■ SOURCE PASSAGE ■
My wife is reading Maureen Dowd's new book, Are Men Necessary?, a Christmas gift from one of our two daughters. I am confident all three women would answer Dowd's title question in the affirmative. At least, I hope so.
For me, Dowd's title evokes a book published a generation ago by the humorists James Thurber and E. B. White, called Is Sex Necessary? That title question, too, was not entirely frivolous, and any biologist can tell you the answer: No.
Sex is a terribly inefficient way to go about the business of reproduction, fraught with dangers, blind alleys, and wasted resources. Humans are so preoccupied with sex that we tend to overlook the fact that life would be much simpler without it.
I'm not talking about abstinence, but about asexual methods of reproduction -- cloning, or sending out shoots, or parthenogenesis (reproduction by means of unfertilized eggs, seeds, or spores). Even certain vertebrates get along with only one gender.
What a lot of energy we waste, as a species, thinking about sex, talking about it, and doing it. And apparently it's not much different with the birds and the bees. Given all the fuss and bother, biologists wonder why sex evolved at all, and what sort of evolutionary pressures maintain it.
Perhaps Thurber and White got it right. According to those tongue-in-cheek philosophers, males and females have always sought, by one means or another, to be together rather than apart. At first they were together by the simple expedient of being unicellular. Later, in the course of evolution, the cell separated, "for reasons which are not clear even today, although there is considerable talk." The two halves of the original cell have been searching for an appropriate other-half ever since.

■ RECORDS SHOWN ■
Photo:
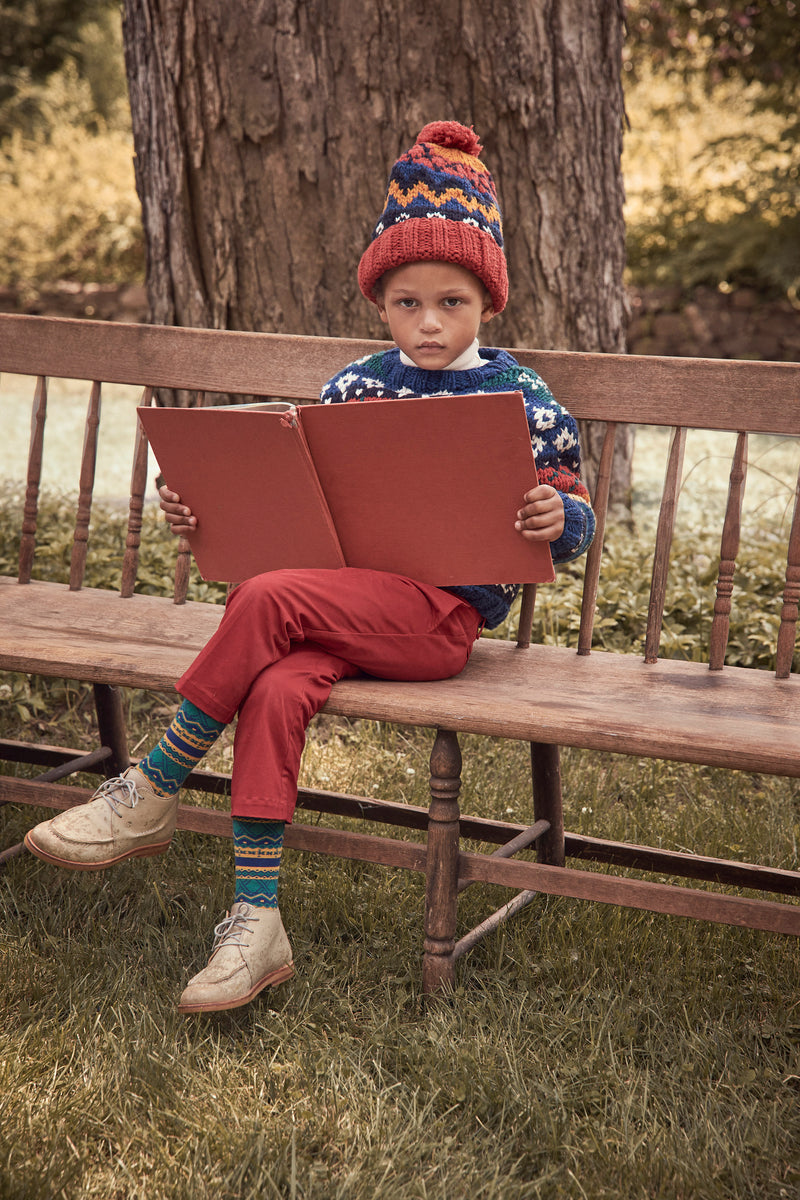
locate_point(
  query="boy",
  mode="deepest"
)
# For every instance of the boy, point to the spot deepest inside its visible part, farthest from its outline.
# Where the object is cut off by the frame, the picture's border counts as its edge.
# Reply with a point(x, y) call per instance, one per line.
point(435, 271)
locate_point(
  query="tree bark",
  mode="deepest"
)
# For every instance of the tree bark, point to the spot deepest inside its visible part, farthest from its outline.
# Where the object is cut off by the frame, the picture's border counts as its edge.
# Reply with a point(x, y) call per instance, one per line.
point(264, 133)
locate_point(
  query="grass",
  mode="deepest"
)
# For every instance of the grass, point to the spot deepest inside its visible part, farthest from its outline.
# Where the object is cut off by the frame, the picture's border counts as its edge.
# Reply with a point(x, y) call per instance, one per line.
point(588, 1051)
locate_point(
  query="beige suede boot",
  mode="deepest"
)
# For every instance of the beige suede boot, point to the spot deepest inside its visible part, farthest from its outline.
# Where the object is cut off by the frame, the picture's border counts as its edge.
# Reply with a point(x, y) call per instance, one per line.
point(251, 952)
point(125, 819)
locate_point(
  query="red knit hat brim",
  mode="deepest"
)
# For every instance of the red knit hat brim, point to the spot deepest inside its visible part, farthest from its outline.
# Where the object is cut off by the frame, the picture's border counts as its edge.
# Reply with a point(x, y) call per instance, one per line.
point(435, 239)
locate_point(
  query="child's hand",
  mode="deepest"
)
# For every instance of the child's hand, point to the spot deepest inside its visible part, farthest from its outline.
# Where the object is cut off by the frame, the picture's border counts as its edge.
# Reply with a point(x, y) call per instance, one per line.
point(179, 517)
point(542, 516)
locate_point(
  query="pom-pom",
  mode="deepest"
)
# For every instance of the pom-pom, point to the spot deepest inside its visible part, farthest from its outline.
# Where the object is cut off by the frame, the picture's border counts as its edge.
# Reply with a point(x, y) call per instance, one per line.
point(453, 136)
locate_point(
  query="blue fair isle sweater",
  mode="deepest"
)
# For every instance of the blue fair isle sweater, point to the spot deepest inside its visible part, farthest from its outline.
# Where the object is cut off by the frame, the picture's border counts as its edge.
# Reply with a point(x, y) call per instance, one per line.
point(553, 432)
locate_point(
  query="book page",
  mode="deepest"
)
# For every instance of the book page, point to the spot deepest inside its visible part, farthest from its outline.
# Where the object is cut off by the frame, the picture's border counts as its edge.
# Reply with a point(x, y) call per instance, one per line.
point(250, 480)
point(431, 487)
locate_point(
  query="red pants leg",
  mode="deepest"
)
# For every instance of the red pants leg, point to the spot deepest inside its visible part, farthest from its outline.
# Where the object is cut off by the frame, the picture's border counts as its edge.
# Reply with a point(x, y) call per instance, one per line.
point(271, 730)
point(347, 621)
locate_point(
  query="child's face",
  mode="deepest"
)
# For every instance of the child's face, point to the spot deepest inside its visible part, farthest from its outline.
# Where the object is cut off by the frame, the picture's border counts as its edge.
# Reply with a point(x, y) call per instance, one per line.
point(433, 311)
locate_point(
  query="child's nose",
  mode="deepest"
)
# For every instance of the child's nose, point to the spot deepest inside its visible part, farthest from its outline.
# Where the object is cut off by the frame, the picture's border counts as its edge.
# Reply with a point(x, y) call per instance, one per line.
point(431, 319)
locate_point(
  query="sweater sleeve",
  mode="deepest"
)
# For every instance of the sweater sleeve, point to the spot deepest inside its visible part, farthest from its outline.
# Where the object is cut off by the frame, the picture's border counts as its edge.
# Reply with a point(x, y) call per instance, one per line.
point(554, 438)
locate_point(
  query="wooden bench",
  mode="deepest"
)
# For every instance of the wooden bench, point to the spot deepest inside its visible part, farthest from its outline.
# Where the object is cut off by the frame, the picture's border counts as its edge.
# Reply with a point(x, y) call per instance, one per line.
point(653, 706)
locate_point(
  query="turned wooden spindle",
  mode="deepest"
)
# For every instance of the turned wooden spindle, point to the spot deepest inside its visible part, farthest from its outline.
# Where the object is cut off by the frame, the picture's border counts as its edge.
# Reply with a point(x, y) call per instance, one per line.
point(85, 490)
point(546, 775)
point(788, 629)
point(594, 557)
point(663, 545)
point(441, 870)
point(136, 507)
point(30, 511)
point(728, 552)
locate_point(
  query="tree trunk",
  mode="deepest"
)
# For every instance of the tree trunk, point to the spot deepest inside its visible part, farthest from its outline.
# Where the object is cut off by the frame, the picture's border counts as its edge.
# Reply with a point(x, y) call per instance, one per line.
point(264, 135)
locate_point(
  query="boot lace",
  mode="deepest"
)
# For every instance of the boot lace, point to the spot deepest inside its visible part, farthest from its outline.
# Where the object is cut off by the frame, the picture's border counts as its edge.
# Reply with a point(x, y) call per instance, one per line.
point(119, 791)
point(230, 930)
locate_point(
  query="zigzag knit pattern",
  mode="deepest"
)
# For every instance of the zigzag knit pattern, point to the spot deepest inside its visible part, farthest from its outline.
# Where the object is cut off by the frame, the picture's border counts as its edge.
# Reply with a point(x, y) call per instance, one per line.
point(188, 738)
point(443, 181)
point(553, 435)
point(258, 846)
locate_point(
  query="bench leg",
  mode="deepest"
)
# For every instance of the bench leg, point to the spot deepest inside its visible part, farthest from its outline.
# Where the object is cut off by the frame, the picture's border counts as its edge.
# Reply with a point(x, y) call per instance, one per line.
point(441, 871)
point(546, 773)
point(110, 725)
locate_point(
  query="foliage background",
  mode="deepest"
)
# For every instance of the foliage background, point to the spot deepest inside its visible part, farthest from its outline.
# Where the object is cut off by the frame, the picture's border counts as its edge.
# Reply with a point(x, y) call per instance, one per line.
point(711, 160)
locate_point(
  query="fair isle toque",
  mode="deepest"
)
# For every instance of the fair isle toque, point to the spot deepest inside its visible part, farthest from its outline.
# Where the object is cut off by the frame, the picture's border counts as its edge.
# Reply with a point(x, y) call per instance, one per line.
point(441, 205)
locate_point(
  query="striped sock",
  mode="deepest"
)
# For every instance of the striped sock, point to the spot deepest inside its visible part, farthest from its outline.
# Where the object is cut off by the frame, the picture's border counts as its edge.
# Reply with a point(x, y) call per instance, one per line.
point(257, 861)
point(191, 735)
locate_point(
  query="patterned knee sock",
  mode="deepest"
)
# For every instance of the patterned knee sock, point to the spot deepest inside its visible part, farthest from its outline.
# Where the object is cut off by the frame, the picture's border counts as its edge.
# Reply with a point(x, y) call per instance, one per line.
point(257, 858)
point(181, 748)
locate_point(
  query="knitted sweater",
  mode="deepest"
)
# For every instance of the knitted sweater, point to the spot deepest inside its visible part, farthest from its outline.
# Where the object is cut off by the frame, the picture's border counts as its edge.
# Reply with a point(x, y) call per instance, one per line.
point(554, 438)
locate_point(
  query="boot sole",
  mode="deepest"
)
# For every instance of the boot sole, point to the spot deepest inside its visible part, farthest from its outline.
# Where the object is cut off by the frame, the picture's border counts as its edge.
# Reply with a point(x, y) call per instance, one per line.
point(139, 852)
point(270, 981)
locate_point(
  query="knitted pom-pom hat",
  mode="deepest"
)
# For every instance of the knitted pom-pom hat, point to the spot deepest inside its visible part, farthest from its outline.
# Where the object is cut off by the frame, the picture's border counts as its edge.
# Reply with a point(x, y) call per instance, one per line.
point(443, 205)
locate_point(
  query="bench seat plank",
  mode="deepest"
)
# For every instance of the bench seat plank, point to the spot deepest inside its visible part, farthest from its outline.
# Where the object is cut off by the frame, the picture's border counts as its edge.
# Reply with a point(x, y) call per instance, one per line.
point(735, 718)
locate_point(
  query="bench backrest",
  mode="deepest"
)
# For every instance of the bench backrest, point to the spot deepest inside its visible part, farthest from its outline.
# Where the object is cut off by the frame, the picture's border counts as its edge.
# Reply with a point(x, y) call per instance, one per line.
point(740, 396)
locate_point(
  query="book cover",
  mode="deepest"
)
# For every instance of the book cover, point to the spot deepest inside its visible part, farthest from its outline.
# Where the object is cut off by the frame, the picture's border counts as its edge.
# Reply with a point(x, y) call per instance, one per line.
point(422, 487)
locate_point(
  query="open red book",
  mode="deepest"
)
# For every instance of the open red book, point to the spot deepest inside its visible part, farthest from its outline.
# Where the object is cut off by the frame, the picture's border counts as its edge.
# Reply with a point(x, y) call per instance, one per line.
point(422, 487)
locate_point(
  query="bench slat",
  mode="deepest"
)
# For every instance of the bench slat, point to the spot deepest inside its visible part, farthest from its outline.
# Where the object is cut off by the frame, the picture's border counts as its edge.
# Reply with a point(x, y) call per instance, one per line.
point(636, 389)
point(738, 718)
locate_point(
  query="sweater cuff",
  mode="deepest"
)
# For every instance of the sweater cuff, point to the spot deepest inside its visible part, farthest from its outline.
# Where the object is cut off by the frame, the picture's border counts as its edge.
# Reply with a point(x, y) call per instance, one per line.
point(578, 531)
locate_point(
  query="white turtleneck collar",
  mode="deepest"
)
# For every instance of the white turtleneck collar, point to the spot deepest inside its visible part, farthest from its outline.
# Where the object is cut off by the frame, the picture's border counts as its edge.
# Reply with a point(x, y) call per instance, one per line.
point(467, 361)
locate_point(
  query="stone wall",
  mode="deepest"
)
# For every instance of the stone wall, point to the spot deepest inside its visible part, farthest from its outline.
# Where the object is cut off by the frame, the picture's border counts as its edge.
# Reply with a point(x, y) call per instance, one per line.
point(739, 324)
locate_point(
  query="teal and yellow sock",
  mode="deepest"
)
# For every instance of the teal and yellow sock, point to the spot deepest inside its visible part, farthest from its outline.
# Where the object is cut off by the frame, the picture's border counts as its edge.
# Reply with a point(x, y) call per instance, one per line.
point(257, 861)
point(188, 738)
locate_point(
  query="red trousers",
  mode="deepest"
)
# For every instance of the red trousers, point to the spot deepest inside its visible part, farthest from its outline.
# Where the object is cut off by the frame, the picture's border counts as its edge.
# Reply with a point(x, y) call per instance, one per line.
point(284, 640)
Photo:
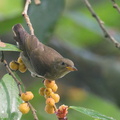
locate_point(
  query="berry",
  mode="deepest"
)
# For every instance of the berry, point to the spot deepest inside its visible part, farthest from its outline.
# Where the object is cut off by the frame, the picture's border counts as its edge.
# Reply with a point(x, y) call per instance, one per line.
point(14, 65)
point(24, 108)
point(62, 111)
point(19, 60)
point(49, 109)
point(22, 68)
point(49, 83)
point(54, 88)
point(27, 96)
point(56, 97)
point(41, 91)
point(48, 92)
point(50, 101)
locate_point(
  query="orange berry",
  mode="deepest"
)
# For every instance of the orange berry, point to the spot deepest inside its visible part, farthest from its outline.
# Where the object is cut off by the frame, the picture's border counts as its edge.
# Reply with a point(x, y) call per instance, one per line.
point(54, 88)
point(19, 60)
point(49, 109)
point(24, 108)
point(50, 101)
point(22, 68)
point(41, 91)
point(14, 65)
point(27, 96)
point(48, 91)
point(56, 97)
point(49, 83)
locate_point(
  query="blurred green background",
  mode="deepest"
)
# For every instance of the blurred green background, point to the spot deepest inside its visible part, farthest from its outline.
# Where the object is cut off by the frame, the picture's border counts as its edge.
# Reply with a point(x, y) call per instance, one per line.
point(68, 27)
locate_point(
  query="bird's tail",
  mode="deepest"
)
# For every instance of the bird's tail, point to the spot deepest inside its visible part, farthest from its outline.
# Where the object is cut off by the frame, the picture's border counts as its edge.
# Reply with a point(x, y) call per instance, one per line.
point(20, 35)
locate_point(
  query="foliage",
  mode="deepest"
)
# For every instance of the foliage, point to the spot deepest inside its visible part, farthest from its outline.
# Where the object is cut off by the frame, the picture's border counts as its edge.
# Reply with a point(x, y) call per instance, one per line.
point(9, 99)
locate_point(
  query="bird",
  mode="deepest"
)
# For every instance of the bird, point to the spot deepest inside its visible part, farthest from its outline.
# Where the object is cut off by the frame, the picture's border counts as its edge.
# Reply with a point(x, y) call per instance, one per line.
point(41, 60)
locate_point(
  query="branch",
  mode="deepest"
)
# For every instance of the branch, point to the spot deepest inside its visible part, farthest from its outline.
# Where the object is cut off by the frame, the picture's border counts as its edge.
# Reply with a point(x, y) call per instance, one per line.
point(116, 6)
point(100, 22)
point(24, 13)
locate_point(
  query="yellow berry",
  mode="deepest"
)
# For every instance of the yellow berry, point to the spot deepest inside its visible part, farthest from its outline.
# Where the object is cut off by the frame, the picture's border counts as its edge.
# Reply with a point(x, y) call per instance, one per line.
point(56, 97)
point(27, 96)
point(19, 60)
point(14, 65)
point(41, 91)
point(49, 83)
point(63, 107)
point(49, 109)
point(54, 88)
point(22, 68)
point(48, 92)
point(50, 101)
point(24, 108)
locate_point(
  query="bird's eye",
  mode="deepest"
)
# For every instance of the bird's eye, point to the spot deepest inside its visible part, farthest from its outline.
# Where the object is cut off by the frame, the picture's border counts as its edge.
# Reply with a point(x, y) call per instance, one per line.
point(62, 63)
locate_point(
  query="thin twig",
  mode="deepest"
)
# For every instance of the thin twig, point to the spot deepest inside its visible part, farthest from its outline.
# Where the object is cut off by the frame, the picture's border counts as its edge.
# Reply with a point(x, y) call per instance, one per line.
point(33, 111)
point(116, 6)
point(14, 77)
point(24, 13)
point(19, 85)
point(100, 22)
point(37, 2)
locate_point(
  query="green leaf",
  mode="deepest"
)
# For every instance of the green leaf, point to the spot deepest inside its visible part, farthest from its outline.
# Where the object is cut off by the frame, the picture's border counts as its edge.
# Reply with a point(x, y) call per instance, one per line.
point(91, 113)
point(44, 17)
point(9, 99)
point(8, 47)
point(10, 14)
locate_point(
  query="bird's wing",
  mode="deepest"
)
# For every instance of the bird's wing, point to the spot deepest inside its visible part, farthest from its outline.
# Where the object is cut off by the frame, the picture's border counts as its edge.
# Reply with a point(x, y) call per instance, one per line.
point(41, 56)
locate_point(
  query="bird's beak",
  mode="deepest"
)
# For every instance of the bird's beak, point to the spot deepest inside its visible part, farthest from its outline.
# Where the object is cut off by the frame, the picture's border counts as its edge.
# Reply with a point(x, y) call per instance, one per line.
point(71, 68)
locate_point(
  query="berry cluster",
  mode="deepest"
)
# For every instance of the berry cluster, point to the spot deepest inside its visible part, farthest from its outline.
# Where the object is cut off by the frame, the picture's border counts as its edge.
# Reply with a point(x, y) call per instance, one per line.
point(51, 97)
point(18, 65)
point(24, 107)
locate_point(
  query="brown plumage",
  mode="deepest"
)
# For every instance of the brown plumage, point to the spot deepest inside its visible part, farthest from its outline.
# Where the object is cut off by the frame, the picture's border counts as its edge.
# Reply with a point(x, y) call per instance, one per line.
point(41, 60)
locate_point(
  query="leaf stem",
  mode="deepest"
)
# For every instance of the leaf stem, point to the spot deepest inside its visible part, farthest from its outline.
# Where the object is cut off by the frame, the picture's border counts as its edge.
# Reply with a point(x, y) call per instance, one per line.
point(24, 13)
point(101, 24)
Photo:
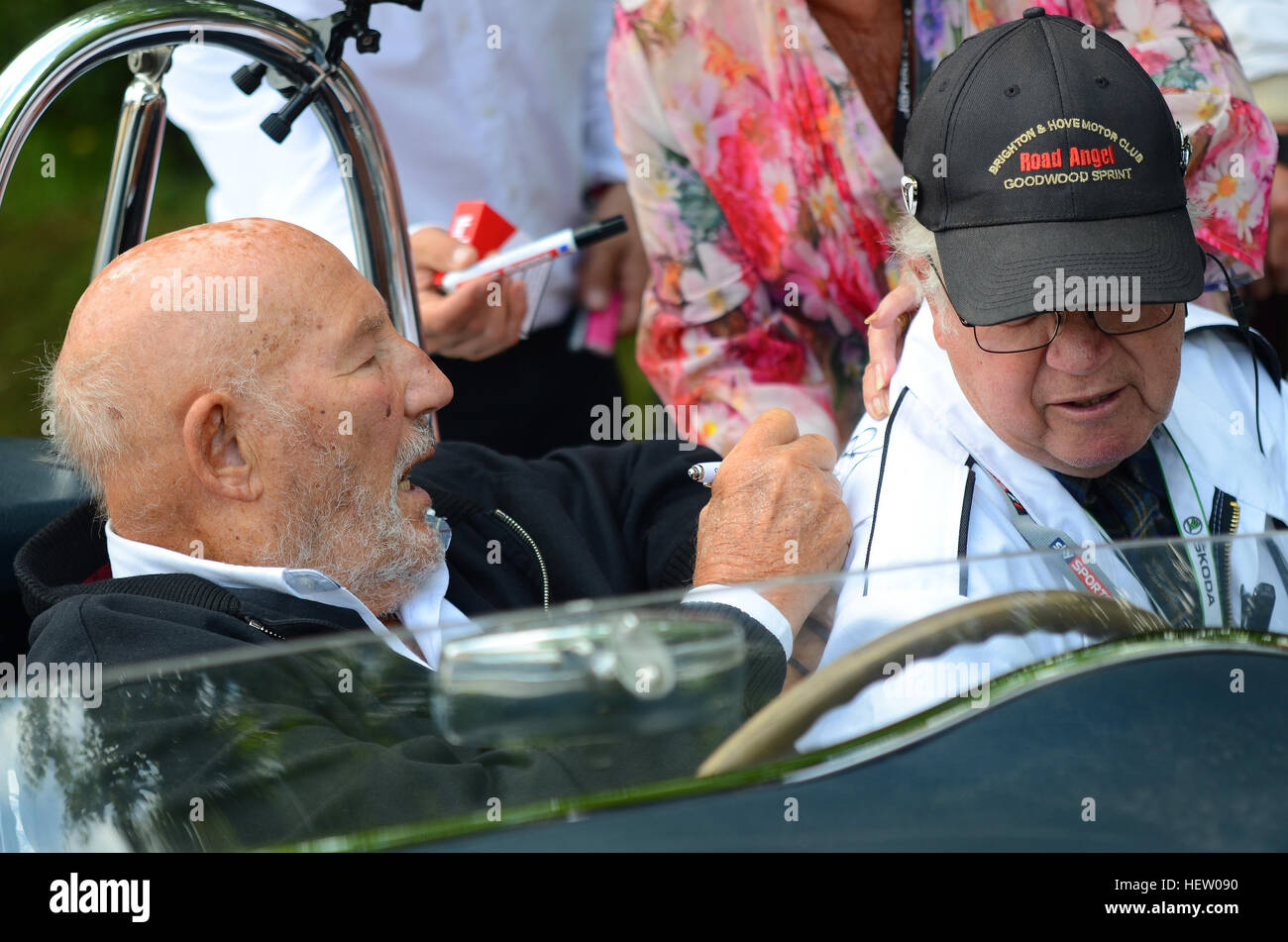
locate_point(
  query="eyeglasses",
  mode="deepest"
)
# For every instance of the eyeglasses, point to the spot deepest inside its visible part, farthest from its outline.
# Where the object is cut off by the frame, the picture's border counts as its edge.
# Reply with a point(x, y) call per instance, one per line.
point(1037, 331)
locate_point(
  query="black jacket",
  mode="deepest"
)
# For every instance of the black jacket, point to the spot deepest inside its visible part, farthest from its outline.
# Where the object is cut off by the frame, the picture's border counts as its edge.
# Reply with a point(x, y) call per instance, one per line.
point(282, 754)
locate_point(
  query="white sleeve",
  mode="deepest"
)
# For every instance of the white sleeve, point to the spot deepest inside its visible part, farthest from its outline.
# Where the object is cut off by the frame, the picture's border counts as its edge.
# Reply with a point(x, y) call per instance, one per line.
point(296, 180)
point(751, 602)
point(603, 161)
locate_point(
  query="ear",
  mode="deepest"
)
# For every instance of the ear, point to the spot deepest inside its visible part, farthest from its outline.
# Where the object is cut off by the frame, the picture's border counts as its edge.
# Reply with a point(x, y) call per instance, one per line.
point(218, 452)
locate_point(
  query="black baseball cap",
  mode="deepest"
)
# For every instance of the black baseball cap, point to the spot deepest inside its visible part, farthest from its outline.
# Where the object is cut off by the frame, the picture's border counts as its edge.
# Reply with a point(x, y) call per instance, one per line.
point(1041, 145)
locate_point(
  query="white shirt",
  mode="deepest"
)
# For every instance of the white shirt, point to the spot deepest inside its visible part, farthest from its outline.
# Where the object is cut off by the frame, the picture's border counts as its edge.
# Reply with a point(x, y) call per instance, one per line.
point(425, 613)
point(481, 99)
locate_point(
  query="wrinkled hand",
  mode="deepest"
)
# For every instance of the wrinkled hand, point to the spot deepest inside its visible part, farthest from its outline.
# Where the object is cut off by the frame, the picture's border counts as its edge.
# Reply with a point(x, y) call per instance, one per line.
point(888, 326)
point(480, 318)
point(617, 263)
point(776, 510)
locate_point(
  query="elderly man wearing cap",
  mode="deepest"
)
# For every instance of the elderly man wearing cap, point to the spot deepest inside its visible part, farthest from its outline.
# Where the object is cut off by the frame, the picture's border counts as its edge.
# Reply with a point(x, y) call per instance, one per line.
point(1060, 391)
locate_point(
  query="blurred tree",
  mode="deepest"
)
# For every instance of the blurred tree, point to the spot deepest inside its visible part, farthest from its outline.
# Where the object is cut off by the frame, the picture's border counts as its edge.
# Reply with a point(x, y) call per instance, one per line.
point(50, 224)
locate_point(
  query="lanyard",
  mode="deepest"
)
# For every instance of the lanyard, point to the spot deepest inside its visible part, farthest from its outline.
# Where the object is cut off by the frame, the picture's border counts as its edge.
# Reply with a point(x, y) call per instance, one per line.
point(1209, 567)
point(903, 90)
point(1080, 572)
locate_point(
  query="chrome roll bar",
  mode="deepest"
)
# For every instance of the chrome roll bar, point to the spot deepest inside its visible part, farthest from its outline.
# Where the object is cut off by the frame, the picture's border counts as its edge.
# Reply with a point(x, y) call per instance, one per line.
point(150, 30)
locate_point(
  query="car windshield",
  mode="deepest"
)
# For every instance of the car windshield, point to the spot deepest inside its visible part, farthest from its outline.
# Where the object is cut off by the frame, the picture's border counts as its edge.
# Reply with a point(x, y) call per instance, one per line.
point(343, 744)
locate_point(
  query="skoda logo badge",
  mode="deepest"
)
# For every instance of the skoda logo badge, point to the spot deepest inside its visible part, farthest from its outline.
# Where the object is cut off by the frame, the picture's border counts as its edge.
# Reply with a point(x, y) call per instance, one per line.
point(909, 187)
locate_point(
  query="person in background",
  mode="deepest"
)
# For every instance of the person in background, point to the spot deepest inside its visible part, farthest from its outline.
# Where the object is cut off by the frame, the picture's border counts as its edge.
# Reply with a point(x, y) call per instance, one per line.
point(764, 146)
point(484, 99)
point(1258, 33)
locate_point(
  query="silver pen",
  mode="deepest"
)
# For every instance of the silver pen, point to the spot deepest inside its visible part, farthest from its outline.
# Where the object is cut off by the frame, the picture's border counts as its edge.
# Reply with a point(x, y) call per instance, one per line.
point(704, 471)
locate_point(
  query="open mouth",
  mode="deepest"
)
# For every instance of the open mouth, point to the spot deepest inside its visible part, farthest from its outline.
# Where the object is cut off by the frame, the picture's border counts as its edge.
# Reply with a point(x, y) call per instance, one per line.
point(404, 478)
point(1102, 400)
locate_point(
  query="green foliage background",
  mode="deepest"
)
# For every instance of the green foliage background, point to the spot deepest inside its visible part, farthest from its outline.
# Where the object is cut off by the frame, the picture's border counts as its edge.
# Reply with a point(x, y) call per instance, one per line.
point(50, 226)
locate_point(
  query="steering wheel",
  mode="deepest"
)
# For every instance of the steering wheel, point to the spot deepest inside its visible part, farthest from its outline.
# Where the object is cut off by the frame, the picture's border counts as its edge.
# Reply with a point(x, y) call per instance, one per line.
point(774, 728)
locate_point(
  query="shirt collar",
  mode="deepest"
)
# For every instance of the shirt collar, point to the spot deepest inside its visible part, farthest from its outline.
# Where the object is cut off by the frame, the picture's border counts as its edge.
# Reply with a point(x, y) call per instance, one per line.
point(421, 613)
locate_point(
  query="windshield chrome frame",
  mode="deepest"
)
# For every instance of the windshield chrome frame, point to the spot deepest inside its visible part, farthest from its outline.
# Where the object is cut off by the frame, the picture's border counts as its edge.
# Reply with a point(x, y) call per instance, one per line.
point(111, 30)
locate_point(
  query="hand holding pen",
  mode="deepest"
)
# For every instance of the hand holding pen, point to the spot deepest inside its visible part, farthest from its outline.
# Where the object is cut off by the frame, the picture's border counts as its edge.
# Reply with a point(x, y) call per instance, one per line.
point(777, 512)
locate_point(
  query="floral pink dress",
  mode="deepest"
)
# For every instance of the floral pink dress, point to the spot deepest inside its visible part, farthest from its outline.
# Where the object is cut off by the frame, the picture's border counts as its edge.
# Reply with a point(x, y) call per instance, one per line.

■ CHECK YOUR UNDERSTANDING ■
[1] Transcribe the essay on sex, starting with "Sex is a terribly" and going on through "pressures maintain it.".
[2] Name every asexual method of reproduction that the essay on sex lists.
The data above aren't needed here.

■ RESULTS BY TASK ■
[1]
Sex is a terribly inefficient way to go about the business of reproduction, fraught with dangers, blind alleys, and wasted resources. Humans are so preoccupied with sex that we tend to overlook the fact that life would be much simpler without it.
I'm not talking about abstinence, but about asexual methods of reproduction -- cloning, or sending out shoots, or parthenogenesis (reproduction by means of unfertilized eggs, seeds, or spores). Even certain vertebrates get along with only one gender.
What a lot of energy we waste, as a species, thinking about sex, talking about it, and doing it. And apparently it's not much different with the birds and the bees. Given all the fuss and bother, biologists wonder why sex evolved at all, and what sort of evolutionary pressures maintain it.

[2]
cloning
sending out shoots
parthenogenesis